■ Work required:
Can you output each of the rows below verbatim, changing nothing?

■ Supplied material:
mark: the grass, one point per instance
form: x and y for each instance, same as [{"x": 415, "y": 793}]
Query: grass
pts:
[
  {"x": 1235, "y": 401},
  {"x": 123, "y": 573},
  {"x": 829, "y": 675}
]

■ Result below:
mark: the grass, one point per instance
form: x and y for each instance, same as [{"x": 415, "y": 793}]
Query: grass
pts:
[
  {"x": 1235, "y": 401},
  {"x": 123, "y": 573},
  {"x": 829, "y": 675}
]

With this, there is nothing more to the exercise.